PASSAGE GIVEN –
'''

Parameterized training set vs. dev set distribution

Beokane · Nov 4, 2016 · f7cd6c0 · f7cd6c0
1 parent 9c161b5
commit f7cd6c0
Showing 1 changed file with 4 additions and 2 deletions.
diff --git a/train.py b/train.py
@@ -27,6 +27,7 @@
 # Misc Parameters
 tf.flags.DEFINE_boolean("allow_soft_placement", True, "Allow device soft device placement")
 tf.flags.DEFINE_boolean("log_device_placement", False, "Log placement of ops on devices")
+tf.flags.DEFINE_float("dev_sample_percentage", .1, "Percentage of the training data to use for validation")
 
 FLAGS = tf.flags.FLAGS
 FLAGS._parse_flags()

'''

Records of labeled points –
'''

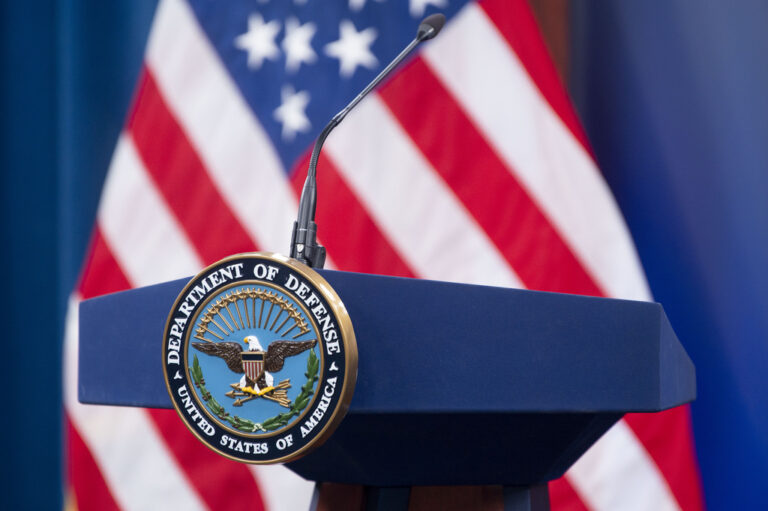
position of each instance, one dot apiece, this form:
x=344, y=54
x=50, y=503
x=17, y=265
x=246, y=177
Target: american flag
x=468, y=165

'''
'''

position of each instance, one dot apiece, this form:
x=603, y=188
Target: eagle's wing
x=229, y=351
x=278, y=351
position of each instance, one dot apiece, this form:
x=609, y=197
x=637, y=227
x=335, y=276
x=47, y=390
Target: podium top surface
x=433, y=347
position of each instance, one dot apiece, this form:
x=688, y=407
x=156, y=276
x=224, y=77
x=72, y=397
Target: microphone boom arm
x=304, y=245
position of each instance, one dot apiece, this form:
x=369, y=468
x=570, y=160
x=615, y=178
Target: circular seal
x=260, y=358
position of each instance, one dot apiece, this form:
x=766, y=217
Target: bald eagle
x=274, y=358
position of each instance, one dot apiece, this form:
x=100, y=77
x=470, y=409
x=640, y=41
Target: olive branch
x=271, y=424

'''
'''

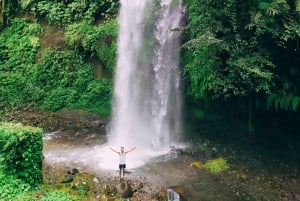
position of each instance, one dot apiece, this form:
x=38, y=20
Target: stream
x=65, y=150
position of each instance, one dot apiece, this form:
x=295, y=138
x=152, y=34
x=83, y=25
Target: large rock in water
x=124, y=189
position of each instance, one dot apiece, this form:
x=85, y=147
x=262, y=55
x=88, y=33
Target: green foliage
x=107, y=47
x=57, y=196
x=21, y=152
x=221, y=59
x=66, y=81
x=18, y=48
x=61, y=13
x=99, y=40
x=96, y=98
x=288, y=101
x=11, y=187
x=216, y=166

'''

TASKS –
A) Name every flag that the commit text on train.py defines.
B) Please summarize the commit text on train.py in two sentences.
C) Write what comes next in the commit text on train.py, starting after its final line.
These rows have no connection to the commit text.

RESPONSES PER TASK –
A) allow_soft_placement, log_device_placement, dev_sample_percentage

B) A commit by Beokane on Nov 4, 2016, titled "Parameterized training set vs. dev set distribution," changes one file, train.py, with 4 additions and 2 deletions. The diff shown adds a float flag, dev_sample_percentage, with a default of .1 and the description "Percentage of the training data to use for validation."

C)
@@ -56,8 +57,9 @@
 
 # Split train/test set
 # TODO: This is very crude, should use cross-validation
-x_train, x_dev = x_shuffled[:-1000], x_shuffled[-1000:]
-y_train, y_dev = y_shuffled[:-1000], y_shuffled[-1000:]
+dev_sample_index = -1 * int(FLAGS.dev_sample_percentage * float(len(y)))
+x_train, x_dev = x_shuffled[:dev_sample_index], x_shuffled[dev_sample_index:]
+y_train, y_dev = y_shuffled[:dev_sample_index], y_shuffled[dev_sample_index:]
 print("Vocabulary Size: {:d}".format(len(vocab_processor.vocabulary_)))
 print("Train/Dev split: {:d}/{:d}".format(len(y_train), len(y_dev)))